■ Work required
Repeat the records exactly. Every line must match.

■ Supplied data
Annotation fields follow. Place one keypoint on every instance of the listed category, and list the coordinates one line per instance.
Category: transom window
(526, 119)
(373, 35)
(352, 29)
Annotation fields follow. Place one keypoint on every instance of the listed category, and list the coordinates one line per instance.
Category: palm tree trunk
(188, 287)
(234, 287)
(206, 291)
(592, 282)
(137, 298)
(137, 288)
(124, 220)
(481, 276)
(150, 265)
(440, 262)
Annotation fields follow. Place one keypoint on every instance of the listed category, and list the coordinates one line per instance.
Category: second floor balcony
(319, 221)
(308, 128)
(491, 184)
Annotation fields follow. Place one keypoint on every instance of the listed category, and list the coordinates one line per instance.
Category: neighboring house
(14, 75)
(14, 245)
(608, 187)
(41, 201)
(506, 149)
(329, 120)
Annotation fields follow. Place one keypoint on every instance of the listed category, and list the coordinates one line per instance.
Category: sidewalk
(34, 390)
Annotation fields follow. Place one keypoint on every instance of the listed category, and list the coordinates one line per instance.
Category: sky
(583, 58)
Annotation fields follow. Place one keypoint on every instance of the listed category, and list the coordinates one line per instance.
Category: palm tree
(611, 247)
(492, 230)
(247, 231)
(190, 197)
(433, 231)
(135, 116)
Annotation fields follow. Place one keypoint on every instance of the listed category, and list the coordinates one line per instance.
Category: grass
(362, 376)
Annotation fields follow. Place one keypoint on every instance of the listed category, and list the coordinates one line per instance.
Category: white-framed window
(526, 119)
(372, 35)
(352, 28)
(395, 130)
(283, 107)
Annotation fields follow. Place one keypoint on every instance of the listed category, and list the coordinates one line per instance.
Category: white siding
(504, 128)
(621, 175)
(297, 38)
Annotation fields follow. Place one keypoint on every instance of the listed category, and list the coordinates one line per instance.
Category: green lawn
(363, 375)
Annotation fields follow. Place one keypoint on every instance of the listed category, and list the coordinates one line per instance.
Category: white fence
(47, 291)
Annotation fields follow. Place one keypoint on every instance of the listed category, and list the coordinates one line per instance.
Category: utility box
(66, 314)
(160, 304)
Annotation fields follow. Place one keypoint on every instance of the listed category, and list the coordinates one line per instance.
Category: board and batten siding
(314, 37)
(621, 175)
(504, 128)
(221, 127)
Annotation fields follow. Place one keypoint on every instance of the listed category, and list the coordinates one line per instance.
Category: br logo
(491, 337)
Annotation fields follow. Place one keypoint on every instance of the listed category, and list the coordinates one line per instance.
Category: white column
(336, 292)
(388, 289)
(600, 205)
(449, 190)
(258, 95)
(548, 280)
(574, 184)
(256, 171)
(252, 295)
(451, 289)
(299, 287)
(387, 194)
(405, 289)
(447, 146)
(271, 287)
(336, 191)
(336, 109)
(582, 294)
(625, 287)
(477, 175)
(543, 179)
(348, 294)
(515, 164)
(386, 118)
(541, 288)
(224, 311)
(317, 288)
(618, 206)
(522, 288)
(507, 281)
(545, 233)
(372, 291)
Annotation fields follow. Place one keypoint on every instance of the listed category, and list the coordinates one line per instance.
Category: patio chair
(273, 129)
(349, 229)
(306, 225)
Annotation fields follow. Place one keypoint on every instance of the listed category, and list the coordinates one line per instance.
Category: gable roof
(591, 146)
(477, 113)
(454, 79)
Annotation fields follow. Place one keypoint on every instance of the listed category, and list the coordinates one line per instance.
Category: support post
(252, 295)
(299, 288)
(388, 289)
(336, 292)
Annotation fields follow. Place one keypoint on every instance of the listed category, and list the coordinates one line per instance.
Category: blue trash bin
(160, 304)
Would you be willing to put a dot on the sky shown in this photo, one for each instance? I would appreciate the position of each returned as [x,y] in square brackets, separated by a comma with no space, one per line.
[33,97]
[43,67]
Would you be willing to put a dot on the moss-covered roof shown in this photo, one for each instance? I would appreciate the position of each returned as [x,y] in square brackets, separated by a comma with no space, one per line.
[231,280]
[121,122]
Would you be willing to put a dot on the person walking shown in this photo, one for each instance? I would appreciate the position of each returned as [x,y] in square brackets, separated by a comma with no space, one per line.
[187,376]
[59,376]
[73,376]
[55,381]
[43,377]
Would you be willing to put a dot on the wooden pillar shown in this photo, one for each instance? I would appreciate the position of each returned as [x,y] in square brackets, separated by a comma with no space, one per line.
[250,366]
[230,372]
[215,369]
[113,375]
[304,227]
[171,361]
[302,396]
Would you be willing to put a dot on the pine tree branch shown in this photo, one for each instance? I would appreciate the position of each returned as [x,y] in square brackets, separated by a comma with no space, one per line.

■ Written response
Annotation fields follow. Place one keypoint on every instance of the listed category, and list the coordinates one line per instance.
Category: transom window
(526, 119)
(373, 35)
(352, 29)
Annotation fields follow. Place one keypoint on every instance of the listed category, and list the coordinates one line per instance.
Category: palm tree trunk
(188, 287)
(234, 287)
(206, 291)
(592, 282)
(137, 298)
(137, 288)
(124, 220)
(481, 276)
(150, 265)
(440, 262)
Annotation fields follow. Place one keypoint on every instance of the listed category, and list the coordinates one line per instance.
Category: second floor balcony
(319, 221)
(308, 128)
(491, 184)
Annotation fields follow. Place one keypoint on every instance of the listed category, and list the coordinates one line per instance.
Category: neighboring house
(14, 75)
(14, 245)
(608, 187)
(41, 201)
(506, 149)
(329, 120)
Annotation fields follow. Place one keypoint on every instance of the listed category, and list the coordinates one line per instance.
Category: sidewalk
(34, 390)
Annotation fields follow. Place one keypoint on every instance of the listed category, and list the coordinates one line per instance.
Category: sky
(583, 58)
Annotation fields follow. Place one keypoint on every instance of the listed category, and list the coordinates one line per instance.
Category: palm tree
(611, 247)
(492, 230)
(247, 231)
(190, 197)
(433, 231)
(135, 116)
Annotation fields follow. Place one keypoint on every instance of the listed category, and list the coordinates one line per instance.
Category: grass
(362, 376)
Annotation fields follow. Place one keypoint on every instance of the listed category, and list the coordinates one line per instance.
Category: white-framed window
(526, 119)
(372, 35)
(352, 28)
(395, 130)
(283, 107)
Annotation fields follow. Place one keypoint on every instance of the listed category, and list the coordinates one line per instance.
Category: white siding
(504, 128)
(621, 175)
(297, 38)
Annotation fields follow. Place one keypoint on every instance of the listed category, and list the coordinates one line per instance.
Category: green lawn
(363, 375)
Annotation fields follow. Place one keypoint on every instance of the listed category, and list the coordinates one line per instance.
Category: white fence
(47, 291)
Annotation fields follow. Place one keypoint on every instance of the listed category, and list the coordinates one line per instance.
Category: utility box
(66, 314)
(160, 304)
Annotation fields follow. Place one keypoint on every instance of the listed category, and list the coordinates one line per instance.
Category: board and batten siding
(314, 37)
(621, 175)
(504, 128)
(221, 127)
Annotation fields follow. Place one keypoint on every instance of the listed category, and list the coordinates one line per instance.
Category: br logo
(491, 337)
Annotation fields follow. Place one keypoint on every instance of the listed category, and list the coordinates one line per instance.
Category: white column
(336, 292)
(388, 289)
(600, 205)
(449, 190)
(258, 95)
(548, 280)
(574, 184)
(256, 171)
(252, 295)
(451, 289)
(299, 287)
(387, 194)
(405, 289)
(447, 146)
(271, 287)
(336, 191)
(336, 109)
(582, 294)
(625, 287)
(477, 175)
(543, 179)
(348, 294)
(515, 164)
(386, 118)
(541, 288)
(224, 311)
(317, 288)
(618, 206)
(522, 288)
(507, 281)
(545, 233)
(372, 291)
Annotation fields follow. Place one keypoint on every instance of the listed category, and list the coordinates one line per instance.
Category: patio chair
(273, 129)
(349, 229)
(306, 225)
Annotation fields follow. Place one keypoint on every instance of the listed category, and list the coordinates one line per instance.
Category: gable roof
(591, 146)
(477, 113)
(454, 79)
Annotation fields follow. Place one keypoint on every instance of the listed category, and list the coordinates one line per instance.
Category: support post
(252, 295)
(299, 288)
(388, 289)
(336, 292)
Annotation fields follow. Place one keypoint on every instance of the listed category, and list the coordinates one line per instance.
Category: blue trash bin
(160, 304)
Would you be willing to put a dot on the sky shown in this photo, one for each instance? I would appreciate the position of each returned as [x,y] in square brackets, separated by a comma with no space, one per line.
[33,97]
[43,67]
Would you be willing to put a dot on the moss-covered roof shown in this photo, one for each instance? I would appreciate the position of each returned as [x,y] in square brackets, separated by a comma with no space, one per line.
[231,280]
[121,122]
Would you be willing to put a dot on the person walking shown in this photo, one for each instance? I would appreciate the position of each returned as [x,y] in square brackets, separated by a comma with no space, one per line.
[187,376]
[59,376]
[73,376]
[55,381]
[43,377]
Would you be willing to put a dot on the wooden pillar shown in this photo, one for each instance? I would appreciate the position of each returned as [x,y] in square brackets, separated by a comma with no space, one per line.
[250,366]
[230,372]
[215,369]
[113,375]
[304,227]
[171,361]
[302,396]
Would you be willing to put a dot on the pine tree branch shown in this photo, one for each instance? I would appreciate the position of each returned as [x,y] in square brackets, separated by a comma with no space, one per line.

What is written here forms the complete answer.